## Problem to work on
Transcribe, exactly as they appear, only the lines from the one holding "of the forested" through the end of the entries below.
^^^^^^^^^^^^^^^^
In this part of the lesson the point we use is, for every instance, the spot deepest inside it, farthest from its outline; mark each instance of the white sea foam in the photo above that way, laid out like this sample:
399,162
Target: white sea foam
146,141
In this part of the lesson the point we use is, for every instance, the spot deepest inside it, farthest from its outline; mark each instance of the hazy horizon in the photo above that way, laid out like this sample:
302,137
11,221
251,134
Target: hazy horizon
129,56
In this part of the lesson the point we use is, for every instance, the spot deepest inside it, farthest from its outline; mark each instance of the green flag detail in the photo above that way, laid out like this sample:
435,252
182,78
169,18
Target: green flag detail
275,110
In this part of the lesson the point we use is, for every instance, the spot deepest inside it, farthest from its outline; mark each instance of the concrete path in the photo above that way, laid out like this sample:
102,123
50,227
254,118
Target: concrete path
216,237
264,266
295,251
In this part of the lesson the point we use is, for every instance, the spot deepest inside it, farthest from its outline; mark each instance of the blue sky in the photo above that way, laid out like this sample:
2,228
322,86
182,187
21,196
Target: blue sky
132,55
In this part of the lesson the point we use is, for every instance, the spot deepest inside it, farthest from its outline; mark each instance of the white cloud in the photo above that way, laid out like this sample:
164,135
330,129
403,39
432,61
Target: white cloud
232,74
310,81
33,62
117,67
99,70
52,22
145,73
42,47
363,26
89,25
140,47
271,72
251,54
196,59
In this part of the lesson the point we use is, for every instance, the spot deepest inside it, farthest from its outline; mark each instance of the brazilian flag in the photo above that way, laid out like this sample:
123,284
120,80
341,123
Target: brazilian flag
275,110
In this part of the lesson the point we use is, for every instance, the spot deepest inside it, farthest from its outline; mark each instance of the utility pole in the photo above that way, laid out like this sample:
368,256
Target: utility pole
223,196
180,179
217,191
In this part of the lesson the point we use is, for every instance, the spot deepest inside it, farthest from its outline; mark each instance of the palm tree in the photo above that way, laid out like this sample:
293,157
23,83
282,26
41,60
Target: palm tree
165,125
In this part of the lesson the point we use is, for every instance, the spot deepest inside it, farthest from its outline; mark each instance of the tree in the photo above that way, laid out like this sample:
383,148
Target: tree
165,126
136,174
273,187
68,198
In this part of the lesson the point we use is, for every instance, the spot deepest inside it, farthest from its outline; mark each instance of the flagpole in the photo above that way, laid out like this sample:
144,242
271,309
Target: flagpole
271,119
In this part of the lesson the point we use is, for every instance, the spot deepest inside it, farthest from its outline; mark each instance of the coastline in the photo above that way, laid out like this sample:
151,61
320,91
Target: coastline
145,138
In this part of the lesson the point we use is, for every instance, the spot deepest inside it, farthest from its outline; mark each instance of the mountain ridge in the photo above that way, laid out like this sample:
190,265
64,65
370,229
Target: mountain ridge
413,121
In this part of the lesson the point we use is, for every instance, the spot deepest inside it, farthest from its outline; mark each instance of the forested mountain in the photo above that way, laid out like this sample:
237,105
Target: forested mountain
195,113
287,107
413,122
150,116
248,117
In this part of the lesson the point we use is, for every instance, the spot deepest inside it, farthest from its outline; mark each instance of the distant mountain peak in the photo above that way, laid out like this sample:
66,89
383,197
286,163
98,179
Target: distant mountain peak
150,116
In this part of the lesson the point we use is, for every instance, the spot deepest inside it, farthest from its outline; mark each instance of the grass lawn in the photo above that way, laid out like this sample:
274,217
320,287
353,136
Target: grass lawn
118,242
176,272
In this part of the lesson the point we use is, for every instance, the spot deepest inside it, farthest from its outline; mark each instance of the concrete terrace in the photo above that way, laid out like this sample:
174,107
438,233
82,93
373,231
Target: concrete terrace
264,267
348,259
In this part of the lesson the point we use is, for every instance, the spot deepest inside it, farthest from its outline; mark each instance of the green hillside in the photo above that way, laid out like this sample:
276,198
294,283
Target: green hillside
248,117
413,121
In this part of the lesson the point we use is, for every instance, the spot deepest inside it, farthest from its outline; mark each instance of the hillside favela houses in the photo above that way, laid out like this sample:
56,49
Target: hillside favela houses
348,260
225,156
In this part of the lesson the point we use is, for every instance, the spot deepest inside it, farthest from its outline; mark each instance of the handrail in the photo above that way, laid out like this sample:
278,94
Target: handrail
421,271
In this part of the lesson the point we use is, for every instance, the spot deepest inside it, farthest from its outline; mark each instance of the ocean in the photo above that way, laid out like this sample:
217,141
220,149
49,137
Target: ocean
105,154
^^^^^^^^^^^^^^^^
## Output for this exercise
In this part of the lesson the point we use is, for every instance, the spot deepest inside it, farthest from its outline; mark each instance of the forested mountain in the photo above that way, laid out like this sample:
237,105
Target: forested mountain
195,113
287,107
413,122
150,116
248,117
In this part of the lesson the point we use is, for every instance, the spot deepest inside it, farthest from its outline; mark each instance of the distant mountain peak in the photo above that way, laid out like this sample:
66,89
383,197
286,163
98,179
Target: distant mountain peak
150,116
In this part of the lesson the point we use is, for every instance, the spot deepest inside it, farthest from its outline; mark each instance of the grass lawn in the photo above that way, laid out like this sample:
274,217
320,287
353,136
Target: grass lawn
118,242
176,272
In this part of the lesson the point we use is, for every instance, the spot deepest inside it, farthest from its outline; mark each instance of the concrete terrace in the photo above that way, laid out like this sample:
174,107
438,233
82,93
373,231
Target: concrete terrace
264,267
348,259
In this part of the lesson the point we use is, for every instance, the spot deepest inside it, farthest from its outline; mark each instance of the green hillside in the photo above that way, laid out like this sample:
276,198
294,283
Target: green hillside
248,117
413,121
In this part of the lesson the point we use is, for every instance, the spot deepest inside it, farthest from its outline; mark each instance of the hillside favela houses in the photo above that way, laid out like this sample:
56,49
Target: hillside favela houses
348,260
225,156
In this part of the lesson the point we use is, for every instance, the spot deepest inside it, farthest from its outline; mark each instance of the handrail in the photo above that way, laid out like this sample:
278,94
Target: handrail
421,271
In this part of the lesson the point we use is, for every instance, the spot deepest inside it, farthest from its outline; mark each instance of the ocean in the photo above that way, laid out like this sample:
217,141
220,149
49,137
Target: ocean
105,154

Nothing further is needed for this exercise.